* _What you need to do_:
A) Reproduce the Buffy sing-along article word for word from "THE lights had" to "her fictional hometown.".
B) Extend the article on the Buffy sing-along, beginning right after its final sentence.

* _Excerpted passage_:
+++++

THE lights had just dimmed when a young woman wearing a flowered dress made her way along the first row of seats of a theater at the IFC Film Center in the West Village with a pile of dry cleaning in her arms. “Do you want to dance on stage with us during the ‘They Got the Mustard Out’ song?” the woman whispered to members of the audience as she handed out freshly laundered shirts.

“They Got the Mustard Out,” a little number about the joy of having a competent dry cleaner, is not part of a new musical about the daily grind of living in New York. On the contrary, it is part of a sing-along inspired by “Buffy the Vampire Slayer,” the cult television show about a tough young blonde who, along with her nerdy friends, fights demons and vampires in Sunnydale, Calif., her fictional hometown.

With a tip of the hat to “The Rocky Horror Picture Show,” which set the bar for audience-participatory midnight screenings, the sing-along is based on “Once More With Feeling,” a musical episode from the show’s sixth season. The event is the brainchild of Clinton McClung, a 36-year-old film programmer who lives in Prospect Heights, Brooklyn, and whose preference for sweater vests and tweed jackets makes him a natural for the role of Buffy’s bookish “watcher,” Rupert Giles.

+++++

* _Record excerpts_:
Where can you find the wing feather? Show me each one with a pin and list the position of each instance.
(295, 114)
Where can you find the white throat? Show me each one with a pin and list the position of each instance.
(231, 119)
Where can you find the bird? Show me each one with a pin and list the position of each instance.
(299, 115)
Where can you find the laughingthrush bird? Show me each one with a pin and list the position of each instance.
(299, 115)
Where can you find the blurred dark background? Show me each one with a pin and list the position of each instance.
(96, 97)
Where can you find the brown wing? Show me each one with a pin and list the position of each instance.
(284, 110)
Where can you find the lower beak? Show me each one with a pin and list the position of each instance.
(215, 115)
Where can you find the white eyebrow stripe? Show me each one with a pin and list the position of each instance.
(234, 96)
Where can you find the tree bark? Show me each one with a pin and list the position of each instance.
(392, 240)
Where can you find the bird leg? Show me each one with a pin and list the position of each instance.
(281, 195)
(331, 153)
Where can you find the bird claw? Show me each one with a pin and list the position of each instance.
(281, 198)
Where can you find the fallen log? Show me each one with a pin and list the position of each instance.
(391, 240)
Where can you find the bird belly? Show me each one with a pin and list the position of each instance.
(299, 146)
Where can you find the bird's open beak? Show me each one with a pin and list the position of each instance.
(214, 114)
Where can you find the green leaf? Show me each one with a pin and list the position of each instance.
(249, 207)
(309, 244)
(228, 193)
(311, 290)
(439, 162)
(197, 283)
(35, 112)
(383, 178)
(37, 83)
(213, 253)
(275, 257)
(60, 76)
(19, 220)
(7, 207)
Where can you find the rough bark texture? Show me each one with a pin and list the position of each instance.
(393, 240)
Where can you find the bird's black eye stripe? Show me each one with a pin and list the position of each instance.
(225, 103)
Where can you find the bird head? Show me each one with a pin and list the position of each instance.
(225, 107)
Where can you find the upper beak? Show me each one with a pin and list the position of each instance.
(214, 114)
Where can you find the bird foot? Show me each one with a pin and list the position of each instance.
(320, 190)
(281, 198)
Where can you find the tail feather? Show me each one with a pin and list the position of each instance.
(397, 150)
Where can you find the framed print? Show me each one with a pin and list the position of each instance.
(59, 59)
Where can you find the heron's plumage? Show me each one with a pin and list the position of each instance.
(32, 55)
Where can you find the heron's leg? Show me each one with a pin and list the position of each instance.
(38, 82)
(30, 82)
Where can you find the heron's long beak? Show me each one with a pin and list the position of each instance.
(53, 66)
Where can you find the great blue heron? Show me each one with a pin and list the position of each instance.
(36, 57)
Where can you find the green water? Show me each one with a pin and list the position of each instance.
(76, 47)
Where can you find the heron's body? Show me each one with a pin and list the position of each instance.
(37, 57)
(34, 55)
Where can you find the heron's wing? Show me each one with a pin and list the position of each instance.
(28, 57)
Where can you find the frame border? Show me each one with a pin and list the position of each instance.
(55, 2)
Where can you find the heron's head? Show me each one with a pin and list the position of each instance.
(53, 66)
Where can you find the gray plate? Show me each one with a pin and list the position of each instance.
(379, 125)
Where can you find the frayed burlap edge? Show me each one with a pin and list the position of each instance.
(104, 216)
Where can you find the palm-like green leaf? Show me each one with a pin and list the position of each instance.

+++++

* _Solved problems_:
A)
THE lights had just dimmed when a young woman wearing a flowered dress made her way along the first row of seats of a theater at the IFC Film Center in the West Village with a pile of dry cleaning in her arms. “Do you want to dance on stage with us during the ‘They Got the Mustard Out’ song?” the woman whispered to members of the audience as she handed out freshly laundered shirts.

“They Got the Mustard Out,” a little number about the joy of having a competent dry cleaner, is not part of a new musical about the daily grind of living in New York. On the contrary, it is part of a sing-along inspired by “Buffy the Vampire Slayer,” the cult television show about a tough young blonde who, along with her nerdy friends, fights demons and vampires in Sunnydale, Calif., her fictional hometown.

B)
Mr. McClung created the sing-along in 2004 when he worked at the Coolidge Corner Theater near Boston and brought the show to New York when he moved here last summer. Ever since, this “Rocky Horror Picture Show” for the postmodern set has been gaining steam, with the February rendition marking the fifth monthly, over-the-top, costumed, live-cast, sold-out, audience-interactive midnight performance.

“It’s all for the love of Buffy right now,” Mr. McClung says. But the sing-along has fast become his (mostly unpaid) full-time job, and as word spreads, he is ushering it onto stages around the country. The show has played in Huntington on Long Island, Chicago, Tucson, Pittsburgh and Austin. Mr. McClung, who said he has a licensing agreement with the distributor of the television program, is planning a national tour this summer.

What audiences around the country will see is the sort of thing that took place at midnight last weekend, when 200 people braved 10-degree weather in a line that snaked two blocks down the Avenue of the Americas, waiting for the theater to open.

Nerina Garcia, a psychology graduate student at Fordham University who described herself as “in love with ‘Buffy,’ ” was huddled in line with her boyfriend. “If you really analyze each episode, it’s not just superficial,” she said. “Every time I watch it, there’s something deeper.”

Each guest received a red plastic goody bag filled with bubble soap, vampire teeth, party poppers shaped like champagne bottles, and a rule sheet. The first rule: sing along. Others included shouting “Shut up, Dawn!” in response to the comments of Buffy’s clueless younger sister, played by a 23-year-old business analyst named Meghan Wherrity. The bubbles were for use during a ballet number - “to give it a Lawrence Welk feel,” Mr. McClung explained. The champagne poppers were to be popped at the “ahem, climax” of a love song.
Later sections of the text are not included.